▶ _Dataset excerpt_
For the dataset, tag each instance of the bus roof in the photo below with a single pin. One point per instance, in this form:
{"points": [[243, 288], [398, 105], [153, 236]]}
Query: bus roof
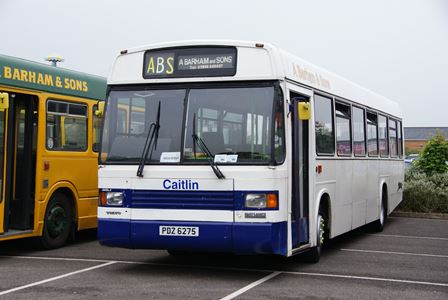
{"points": [[256, 61], [28, 74]]}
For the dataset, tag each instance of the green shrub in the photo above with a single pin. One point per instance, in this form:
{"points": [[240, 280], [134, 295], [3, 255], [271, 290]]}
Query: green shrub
{"points": [[425, 193], [434, 157]]}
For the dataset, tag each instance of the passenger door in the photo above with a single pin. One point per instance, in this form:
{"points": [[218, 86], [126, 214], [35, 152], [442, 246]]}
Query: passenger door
{"points": [[300, 171], [4, 103]]}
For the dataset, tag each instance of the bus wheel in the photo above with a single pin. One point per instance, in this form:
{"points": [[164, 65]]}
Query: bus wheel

▶ _GIVEN REQUEST_
Can you rewrite the part that opens with the line containing "For the dataset, tag each instance of the green" and runs to the end of the rows, changing "single pin" to "single marker" and leaving everything else as it is? Return only those lines.

▶ _CORRECT ANSWER_
For the dataset, tag each instance of the green shrub in the photo above with a single marker. One point per instance, in this form:
{"points": [[240, 280], [134, 295], [3, 255], [271, 290]]}
Query: green shrub
{"points": [[425, 193], [434, 157]]}
For the dataset, tag each instance of the passenger door in the photo above with a single marker. One point per instance, in this form:
{"points": [[218, 86], [126, 214], [35, 152], [442, 246]]}
Query: passenger door
{"points": [[300, 171], [4, 103]]}
For the dataset, tag each instance of the bus wheel in the photo above with a single marker. One point per instance, in this form:
{"points": [[164, 65]]}
Query: bus wheel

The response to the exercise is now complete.